## Start Entries supplied

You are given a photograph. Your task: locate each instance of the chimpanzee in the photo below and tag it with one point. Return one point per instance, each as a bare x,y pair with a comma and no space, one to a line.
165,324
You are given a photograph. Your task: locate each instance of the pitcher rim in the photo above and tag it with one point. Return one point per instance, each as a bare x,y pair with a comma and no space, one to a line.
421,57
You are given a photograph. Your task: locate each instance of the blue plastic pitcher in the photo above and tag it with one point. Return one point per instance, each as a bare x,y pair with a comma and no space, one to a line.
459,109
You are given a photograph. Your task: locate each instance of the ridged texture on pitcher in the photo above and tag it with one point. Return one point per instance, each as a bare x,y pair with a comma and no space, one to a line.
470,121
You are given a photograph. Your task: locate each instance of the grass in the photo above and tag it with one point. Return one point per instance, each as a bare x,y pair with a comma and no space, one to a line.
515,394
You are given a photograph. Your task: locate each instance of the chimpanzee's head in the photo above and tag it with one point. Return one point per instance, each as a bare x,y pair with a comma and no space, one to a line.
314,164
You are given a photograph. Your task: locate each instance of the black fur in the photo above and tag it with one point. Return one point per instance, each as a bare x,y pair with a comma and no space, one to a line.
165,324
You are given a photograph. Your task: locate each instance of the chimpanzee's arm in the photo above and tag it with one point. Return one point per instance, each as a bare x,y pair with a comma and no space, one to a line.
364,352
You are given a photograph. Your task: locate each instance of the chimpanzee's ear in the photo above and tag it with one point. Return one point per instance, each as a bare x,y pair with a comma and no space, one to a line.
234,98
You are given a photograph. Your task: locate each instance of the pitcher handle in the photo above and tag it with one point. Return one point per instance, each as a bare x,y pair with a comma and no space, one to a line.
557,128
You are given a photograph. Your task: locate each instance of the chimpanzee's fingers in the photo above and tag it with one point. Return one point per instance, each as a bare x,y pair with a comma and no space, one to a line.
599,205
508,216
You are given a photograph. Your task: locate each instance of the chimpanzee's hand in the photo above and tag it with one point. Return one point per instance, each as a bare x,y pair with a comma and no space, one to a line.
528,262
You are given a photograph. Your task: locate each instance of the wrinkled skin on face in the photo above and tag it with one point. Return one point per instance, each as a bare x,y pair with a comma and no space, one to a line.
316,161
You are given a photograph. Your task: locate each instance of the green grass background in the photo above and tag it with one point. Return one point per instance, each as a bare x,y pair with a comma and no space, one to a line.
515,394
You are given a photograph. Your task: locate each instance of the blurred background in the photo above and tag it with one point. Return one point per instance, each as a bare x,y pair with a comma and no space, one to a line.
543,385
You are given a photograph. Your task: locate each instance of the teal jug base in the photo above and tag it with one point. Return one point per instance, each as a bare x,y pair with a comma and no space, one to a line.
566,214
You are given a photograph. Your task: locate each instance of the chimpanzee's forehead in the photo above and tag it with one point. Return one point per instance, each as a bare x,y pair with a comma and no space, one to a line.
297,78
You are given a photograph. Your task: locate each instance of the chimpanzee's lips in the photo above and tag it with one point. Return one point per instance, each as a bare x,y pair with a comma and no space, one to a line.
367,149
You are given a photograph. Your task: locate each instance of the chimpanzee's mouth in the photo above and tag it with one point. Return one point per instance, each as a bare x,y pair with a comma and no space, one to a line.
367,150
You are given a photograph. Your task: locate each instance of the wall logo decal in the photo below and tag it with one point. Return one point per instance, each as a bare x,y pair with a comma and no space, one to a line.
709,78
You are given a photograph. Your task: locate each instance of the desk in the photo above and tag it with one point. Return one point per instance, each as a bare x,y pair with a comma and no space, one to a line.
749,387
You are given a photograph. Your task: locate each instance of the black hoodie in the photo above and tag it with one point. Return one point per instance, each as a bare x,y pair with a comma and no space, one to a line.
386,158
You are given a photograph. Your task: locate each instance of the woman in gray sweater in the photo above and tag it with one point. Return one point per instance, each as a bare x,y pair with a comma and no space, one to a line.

## End Entries supplied

**What this task involves:**
Copy every line exactly. Leave nothing out.

**The reply:**
You are given a photograph. Your task: locate each instance of the chimpanzee in the photo below and tag it with one point. Return one point per instance, each as a bare x,y pair with a comma and no space, one to a line.
165,324
You are given a photograph. Your task: locate each instance of the pitcher rim in the photo above and tag it with one point. Return one point per instance, each as a bare x,y pair with a comma and no space, one to a line.
421,57
You are given a photograph. Your task: locate each instance of the blue plastic pitcher in the photo above and tag it with one point. Return one point per instance, each as a bare x,y pair with a comma and no space, one to a line.
459,109
You are given a photograph. Your task: locate each instance of the ridged texture on pitcher in the photo above and tag it with one point. Return one point per instance, each as a bare x,y pair with a comma and no space, one to a line.
470,121
You are given a photograph. Your task: locate each instance of the grass in the photo above and tag it with one point. Return one point per instance, each as a bare x,y pair with a comma and no space, one to a line.
515,394
You are given a photograph. Your task: locate each instance of the chimpanzee's head in the photo above and tag it with one point. Return one point per instance, each as a bare x,y pair with a comma and no space, one to a line.
314,164
You are given a photograph. Your task: locate each instance of the black fur in the photo above and tag it with one point. Return one point per instance, each as a bare x,y pair with a comma and no space, one to a line.
165,324
You are given a photograph. Your task: locate each instance of the chimpanzee's arm in the photo above and tag it with one point. Return one point per instance, each as a bare x,y pair with a comma and no space, one to a line.
364,352
You are given a photograph. Your task: locate each instance of the chimpanzee's ear in the photo above and tag it with one point. Return one point per instance, each as a bare x,y pair with a comma and no space, one to a line.
234,98
You are given a photograph. Your task: locate each instance of the pitcher handle in the photo above and tag it with one point. Return one point per instance, each as a bare x,y pair with a comma and no space, one to a line.
557,128
You are given a photograph. Your task: locate each instance of the chimpanzee's fingers in the photo above and tag it with one point. Return one point per instance, each as a bare x,y pair with a comma and no space, one to a line.
599,205
508,216
You are given a photograph. Your task: locate each instance of the chimpanzee's hand in the photo above and tag it with one point. Return one point per instance, each as a bare x,y pair with a comma and no space, one to a line.
528,262
You are given a photograph. Your task: locate each instance of the wrinkled skin on face in the photo above and tag it with one point. Return one point per instance, each as a bare x,y pair with a comma and no space, one to a line.
316,161
You are given a photograph. Your task: locate each instance of the green grass background in the photo above and tag it with one point. Return one point per instance, each as a bare x,y pair with a comma and no space, one to a line.
515,394
You are given a photograph. Your task: locate each instance of the blurred background in the photo above and tag it with one point. Return one point per instance, each as a bare x,y pair with a comma and no space, one to a line.
543,385
You are given a photograph. Your task: locate each instance of the teal jug base in the photo above and tag it with one point. Return one point per instance, each as a bare x,y pair with a comma and no space, one to a line.
566,214
You are given a photograph. Your task: locate each instance of the chimpanzee's forehead in the photo above and tag it with one point. Return one point per instance, each as a bare x,y pair with a comma and no space, one to a line.
297,78
You are given a photograph. Your task: locate each instance of the chimpanzee's lips in the photo above and tag it with one point. Return one point per instance, each as a bare x,y pair with a comma and no space, one to a line.
367,149
You are given a photograph. Your task: locate each instance of the chimpanzee's mouth in the photo above and tag it with one point. Return one point per instance, each as a bare x,y pair with a comma and no space, one to a line.
367,150
You are given a photograph. Your task: locate each instance of the wall logo decal in the photo below and tag it with one point. Return one point per instance, each as a bare x,y pair with a comma and no space, one to a line.
709,78
You are given a photograph. Your task: locate each instance of the desk in the photo above and tag it with one point. Return one point per instance, each as a bare x,y pair with a comma and no space, one to a line.
749,387
You are given a photograph. Your task: locate each instance of the black hoodie in the photo above and tag it with one point. Return one point per instance, each as a bare x,y pair with a comma and no space, one to a line.
386,158
You are given a photograph. Your task: locate each instance of the woman in gray sweater in the photo above and tag it with one point. Return one point per instance, each as a bare x,y pair with a comma and no space, one to a line.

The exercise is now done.